### What to work on
1. Answer these from the excerpted text, one line each:
(a) What time does the writer now wake up, and what was the normal wake-up time before?
(b) What was the writer's job about 12 years ago?
(c) About how long is one lap around the apartment building's hallways?
2. Name every puzzle or word game that the excerpted text says the writer does on the computer after the morning walk.

==== Excerpted text ====

I’m sorry to foist this on you, but my experiment in preparing for a 7-hour time zone shift prior to our cruise is pretty much consuming my waking hours. And my sleeping hours, too, come to think of it.

This week was really rough on me. The good news is that I got into a rhythm of waking up at 4am as opposed to my normal 7:30am routine. But that was leaving me sluggish and pretty much wiped out during the day, even when I took a nap around noon.

It really had me perplexed because it was only 12 years ago that, following my first wife’s passing, I was on a regular schedule that had me getting up at 4:30am, working out on a treadmill and weight machine in my basement for an hour before showering and going to work. And I would feel physically fine and cognitively alert the whole morning (I had to be as I was a clinical psychologist on an acute care inpatient unit). Then I would take a nap in my office at noon and finish out the day, even putting in an extra hour or two at times.

So why was this so difficult? It appears that our circadian rhythms get a little cranky and less flexible as we age, but I didn’t think the difference between being 59 and 71 would have such a dramatic effect. Apparently, it does on me.

My new routine has me waking up at 4am and immediately walking for half an hour at a brisk pace. I moved my workout to first thing after waking up because I found I was too tired later on in the day to convince myself to do it.

Luckily for me, the new management company for our apartment building is renovating. They are painting the hallways a lighter color and changing the lighting so that it is like daylight out there…and early morning light is exactly what is called for when trying to fool your sleep-wake system into re-setting itself.

So my morning exercise of walking the halls (where 1 lap around is about 200 yards) is serving a dual purpose. If the hallways weren’t so fortuitously bright, I’d probably have to buy a light box and sit in front of it for a while after waking up. Thank goodness I lucked out and avoided that fate!

After my walk, I sit down with my computer, turn the brightness up full, and do The New York Times crossword puzzle, Spelling Bee, Wordle and Nerdle. It’s about then that Sally wakes up and I make her coffee and my tea to initiate our normal morning ritual. By then, the sky is starting to brighten and it feels like things are almost back to normal.

==== Stored data ====

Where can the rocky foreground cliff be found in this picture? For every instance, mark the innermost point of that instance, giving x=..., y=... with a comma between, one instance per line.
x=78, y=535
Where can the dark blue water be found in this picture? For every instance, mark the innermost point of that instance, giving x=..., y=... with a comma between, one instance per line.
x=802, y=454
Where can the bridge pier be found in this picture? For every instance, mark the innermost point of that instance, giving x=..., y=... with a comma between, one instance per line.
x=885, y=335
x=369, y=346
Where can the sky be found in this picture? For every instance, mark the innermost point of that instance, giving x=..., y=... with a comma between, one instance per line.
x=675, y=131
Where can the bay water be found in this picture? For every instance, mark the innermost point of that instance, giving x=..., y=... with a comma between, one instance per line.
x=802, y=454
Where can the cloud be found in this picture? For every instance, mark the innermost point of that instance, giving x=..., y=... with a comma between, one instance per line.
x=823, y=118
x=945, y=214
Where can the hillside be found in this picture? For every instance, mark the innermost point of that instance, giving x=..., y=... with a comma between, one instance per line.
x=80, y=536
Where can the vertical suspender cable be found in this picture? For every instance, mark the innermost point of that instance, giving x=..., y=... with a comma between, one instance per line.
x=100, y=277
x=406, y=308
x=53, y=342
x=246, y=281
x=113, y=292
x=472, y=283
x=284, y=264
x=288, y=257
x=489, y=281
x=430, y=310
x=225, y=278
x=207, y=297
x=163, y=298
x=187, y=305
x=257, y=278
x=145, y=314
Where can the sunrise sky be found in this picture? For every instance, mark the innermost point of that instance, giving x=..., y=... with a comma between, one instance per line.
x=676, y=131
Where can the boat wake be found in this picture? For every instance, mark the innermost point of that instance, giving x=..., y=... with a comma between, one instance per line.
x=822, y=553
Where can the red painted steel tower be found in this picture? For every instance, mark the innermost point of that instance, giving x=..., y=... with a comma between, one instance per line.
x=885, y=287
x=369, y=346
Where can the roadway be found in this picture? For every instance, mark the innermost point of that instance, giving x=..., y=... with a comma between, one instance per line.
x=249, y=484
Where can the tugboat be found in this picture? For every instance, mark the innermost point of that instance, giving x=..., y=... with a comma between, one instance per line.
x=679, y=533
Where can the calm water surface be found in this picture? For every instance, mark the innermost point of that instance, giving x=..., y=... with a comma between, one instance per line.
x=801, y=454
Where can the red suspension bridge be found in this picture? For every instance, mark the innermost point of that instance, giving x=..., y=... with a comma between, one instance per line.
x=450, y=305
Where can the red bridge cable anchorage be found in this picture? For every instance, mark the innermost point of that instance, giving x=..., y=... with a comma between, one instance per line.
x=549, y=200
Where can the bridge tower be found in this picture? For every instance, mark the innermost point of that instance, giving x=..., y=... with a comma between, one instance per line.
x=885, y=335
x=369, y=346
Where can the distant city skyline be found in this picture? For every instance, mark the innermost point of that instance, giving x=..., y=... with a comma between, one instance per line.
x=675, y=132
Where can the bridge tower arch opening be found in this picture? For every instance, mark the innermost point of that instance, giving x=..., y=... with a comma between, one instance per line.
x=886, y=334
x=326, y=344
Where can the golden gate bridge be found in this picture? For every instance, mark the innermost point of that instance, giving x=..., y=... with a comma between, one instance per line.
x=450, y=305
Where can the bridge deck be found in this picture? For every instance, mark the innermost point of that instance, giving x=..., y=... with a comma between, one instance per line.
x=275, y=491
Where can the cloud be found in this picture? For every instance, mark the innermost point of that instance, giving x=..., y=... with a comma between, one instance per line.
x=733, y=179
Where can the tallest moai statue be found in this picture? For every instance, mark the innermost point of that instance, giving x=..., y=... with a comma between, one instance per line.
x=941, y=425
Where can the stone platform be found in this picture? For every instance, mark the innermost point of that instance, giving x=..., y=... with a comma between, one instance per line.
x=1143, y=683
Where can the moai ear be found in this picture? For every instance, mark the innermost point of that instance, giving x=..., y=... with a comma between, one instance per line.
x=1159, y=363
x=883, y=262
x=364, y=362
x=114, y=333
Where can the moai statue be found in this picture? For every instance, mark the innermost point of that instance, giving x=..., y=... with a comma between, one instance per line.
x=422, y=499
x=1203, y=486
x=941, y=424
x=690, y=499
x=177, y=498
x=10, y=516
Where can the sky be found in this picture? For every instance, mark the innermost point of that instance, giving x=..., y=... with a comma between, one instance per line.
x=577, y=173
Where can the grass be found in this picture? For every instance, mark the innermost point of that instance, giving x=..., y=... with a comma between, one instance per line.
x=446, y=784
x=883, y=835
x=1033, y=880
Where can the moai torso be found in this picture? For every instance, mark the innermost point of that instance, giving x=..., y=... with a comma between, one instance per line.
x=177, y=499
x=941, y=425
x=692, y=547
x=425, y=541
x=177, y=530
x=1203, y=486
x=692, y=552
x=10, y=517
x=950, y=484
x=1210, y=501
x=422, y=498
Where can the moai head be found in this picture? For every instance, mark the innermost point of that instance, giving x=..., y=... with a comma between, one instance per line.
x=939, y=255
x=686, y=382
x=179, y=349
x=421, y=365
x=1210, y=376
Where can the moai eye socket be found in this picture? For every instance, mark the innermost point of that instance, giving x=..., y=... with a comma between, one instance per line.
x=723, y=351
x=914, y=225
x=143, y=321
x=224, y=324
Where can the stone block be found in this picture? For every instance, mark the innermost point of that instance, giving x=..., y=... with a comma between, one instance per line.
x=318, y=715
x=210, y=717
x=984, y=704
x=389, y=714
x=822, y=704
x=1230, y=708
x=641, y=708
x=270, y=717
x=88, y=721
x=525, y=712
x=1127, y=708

====

### Answers for each item
1.
(a) 4am now; the normal routine was 7:30am.
(b) A clinical psychologist on an acute care inpatient unit.
(c) About 200 yards.

2. The New York Times crossword puzzle, Spelling Bee, Wordle, Nerdle